◆ SET TASK A
Answer these from the metadynamics thread:
(i) How many CVs is the system biased on?
(ii) Who wrote the fortran code for the reweighting algorithm?
(iii) What is added to the COLVAR file as a fourth variable?
◆ SET TASK B
Carry on the metadynamics thread from its final line.

◆ SOURCE
— Start —

Clustering well-tempered simulations

Andrew

unread,

Sep 14, 2011, 6:27:30 PM9/14/11

to PLUMED users

Hello PLUMED users,

I was hoping to perform structure clustering on a well-tempered
metadynamics simulation. The system is biased on 3 CVs and the
clustering would be on the RMSD matrix of a group of atoms using
some agglomerative technique (e.g, single-linkage). From my
understanding of metadynamics, the densities of clusters derived
from the clustering technique will not be equivalent to the free
energies because of the bias in the simulation. Thus, some
reweighing technique is necessary. It appears to be not quite as
simple as the typical reweighing from well-tempered simulations
because the metric comes from comparing two configurations, each
with a different bias. I belive I have a rough of idea of how to
modify the distance metric to incorporate the hill height for
each configuration, but before I go through the trouble of
thinking hard and writing code, I was wondering if there is an
existing paper or if someone else has already gone through the
trouble of developing an algorithm. Any scripts, equations or
advice would be greatly appreciated.

Thanks,
Andrew White
University of Washington

Giovanni Bussi

unread,

Sep 14, 2011, 10:06:25 PM9/14/11

to plumed...@googlegroups.com

Hi Andrew,

the "standard" manner to reweight WT metadynamics is using the
algorithm by Bonomi, Barducci and Parrinello, which is designed to do
histograms on a CV different from what you biased. You can get the
fortran code (written by Max Bonomi) on the website of the plumed
tutorial.

Given this, you can follow the procedure below, which is a bit
involved but works (I used it a few months ago):

* Do the cluster analysis.

* Assign each of the frames in your trajectory to the closest cluster,
so that for each frame you will have the "index of the closest
cluster".

* Make a COLVAR file with the biased coordinates plus the index of the
cluster computed above as a fourth variable

* Do a reweighting choosing the parameters for the histogram on the
fourth CV (the cluster index) in such a manner that you have one
cluster per bin.

You will get as an output the free energy of each cluster. I hope this
is clear enough, if you did not understand something I can give you
more details...

Giovanni

> --
> You received this message because you are subscribed to the Google Groups "PLUMED users" group.

— End —

Data taken from a collection
— Start —

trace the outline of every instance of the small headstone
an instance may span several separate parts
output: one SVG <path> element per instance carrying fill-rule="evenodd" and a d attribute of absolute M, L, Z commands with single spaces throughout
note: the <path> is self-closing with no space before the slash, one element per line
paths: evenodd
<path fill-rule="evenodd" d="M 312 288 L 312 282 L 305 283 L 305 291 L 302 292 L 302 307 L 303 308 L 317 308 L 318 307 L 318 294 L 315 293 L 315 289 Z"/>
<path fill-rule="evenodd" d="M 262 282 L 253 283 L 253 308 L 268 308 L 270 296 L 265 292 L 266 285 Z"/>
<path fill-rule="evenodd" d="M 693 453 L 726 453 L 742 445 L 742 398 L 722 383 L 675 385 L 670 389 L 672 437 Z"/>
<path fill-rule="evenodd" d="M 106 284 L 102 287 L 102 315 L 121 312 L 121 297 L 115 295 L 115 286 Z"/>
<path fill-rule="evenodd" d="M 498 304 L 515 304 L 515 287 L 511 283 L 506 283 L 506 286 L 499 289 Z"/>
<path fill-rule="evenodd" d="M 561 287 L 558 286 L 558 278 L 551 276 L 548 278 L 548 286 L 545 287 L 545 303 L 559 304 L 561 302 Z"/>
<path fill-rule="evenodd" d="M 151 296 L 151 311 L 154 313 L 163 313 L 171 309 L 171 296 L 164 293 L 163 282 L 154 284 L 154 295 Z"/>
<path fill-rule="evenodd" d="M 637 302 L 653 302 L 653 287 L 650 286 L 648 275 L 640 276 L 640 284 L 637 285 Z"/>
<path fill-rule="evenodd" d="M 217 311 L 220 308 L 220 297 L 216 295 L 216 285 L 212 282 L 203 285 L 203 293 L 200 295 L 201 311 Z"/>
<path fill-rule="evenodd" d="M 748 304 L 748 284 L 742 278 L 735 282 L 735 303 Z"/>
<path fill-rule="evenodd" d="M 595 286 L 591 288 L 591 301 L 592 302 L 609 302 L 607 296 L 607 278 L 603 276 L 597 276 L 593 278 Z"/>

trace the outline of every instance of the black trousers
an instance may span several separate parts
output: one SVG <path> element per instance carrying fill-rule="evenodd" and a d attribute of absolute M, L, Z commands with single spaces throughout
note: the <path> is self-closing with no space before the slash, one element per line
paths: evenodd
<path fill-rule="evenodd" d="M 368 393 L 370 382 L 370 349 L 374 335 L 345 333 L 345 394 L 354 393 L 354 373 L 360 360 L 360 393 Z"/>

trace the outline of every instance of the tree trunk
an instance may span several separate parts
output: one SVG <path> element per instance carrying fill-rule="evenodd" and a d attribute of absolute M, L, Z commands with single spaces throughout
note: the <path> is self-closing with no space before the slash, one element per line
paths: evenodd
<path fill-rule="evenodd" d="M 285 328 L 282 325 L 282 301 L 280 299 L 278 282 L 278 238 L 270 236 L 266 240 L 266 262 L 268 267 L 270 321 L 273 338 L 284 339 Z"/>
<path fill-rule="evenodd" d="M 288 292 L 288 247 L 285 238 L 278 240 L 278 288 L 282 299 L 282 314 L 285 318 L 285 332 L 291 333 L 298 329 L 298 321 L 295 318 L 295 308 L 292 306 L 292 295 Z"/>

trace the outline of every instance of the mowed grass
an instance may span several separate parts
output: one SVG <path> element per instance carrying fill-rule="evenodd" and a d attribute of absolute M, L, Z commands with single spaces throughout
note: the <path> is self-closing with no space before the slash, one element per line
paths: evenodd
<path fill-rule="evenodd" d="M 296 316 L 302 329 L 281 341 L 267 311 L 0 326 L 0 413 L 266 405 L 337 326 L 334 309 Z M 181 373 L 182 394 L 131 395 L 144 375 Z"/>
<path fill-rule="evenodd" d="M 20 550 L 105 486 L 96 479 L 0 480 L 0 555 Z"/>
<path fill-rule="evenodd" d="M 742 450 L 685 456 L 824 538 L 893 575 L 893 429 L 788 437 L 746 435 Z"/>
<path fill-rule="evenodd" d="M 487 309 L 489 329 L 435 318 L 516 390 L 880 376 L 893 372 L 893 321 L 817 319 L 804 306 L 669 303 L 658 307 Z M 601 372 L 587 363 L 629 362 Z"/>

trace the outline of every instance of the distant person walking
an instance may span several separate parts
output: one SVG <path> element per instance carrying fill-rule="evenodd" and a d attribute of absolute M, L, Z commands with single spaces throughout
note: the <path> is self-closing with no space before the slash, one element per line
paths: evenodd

— End —

◆ FINAL RESULT A
(i) 3
(ii) Max Bonomi
(iii) The index of the closest cluster computed for each frame

◆ FINAL RESULT B
> To post to this group, send email to plumed...@googlegroups.com.
> To unsubscribe from this group, send email to plumed-users...@googlegroups.com.
> For more options, visit this group at http://groups.google.com/group/plumed-users?hl=en.
>
>

Andrew

unread,

Sep 15, 2011, 12:02:30 PM9/15/11

to PLUMED users

Giovanni,

Thanks for the quick response. I'm a little familiar with the
reweighing technique from Max Bonomi, so I think I can handle
your procedure once I have the clusters or cluster means. The
main issue is with the cluster analysis. I'm not sure the cluster
analysis will give the ideal clusters. In the extreme case,
consider having a one dimensional system. An unbiased MD
simulation and clustering of the trajectory should produce
clusters at the energy minimums for the one dimension. If the
system is biased with well-tempered metadynamics, the trajectory
will eventually stochastically explore the one dimension once the
free energy is converged, at least from my understanding of the
well-tempered technique. Thus, the clustering of these random
configurations would be meaningless, or at least less meaningful
than unbiased MD. As your system increases in dimensions, I think
the clusters should have more to do with the topology of your
molecules and be less of an issue, but there will still be some
convolution with the biasing technique. There is no guarantee
you'll get the set of lowest free energy clusters.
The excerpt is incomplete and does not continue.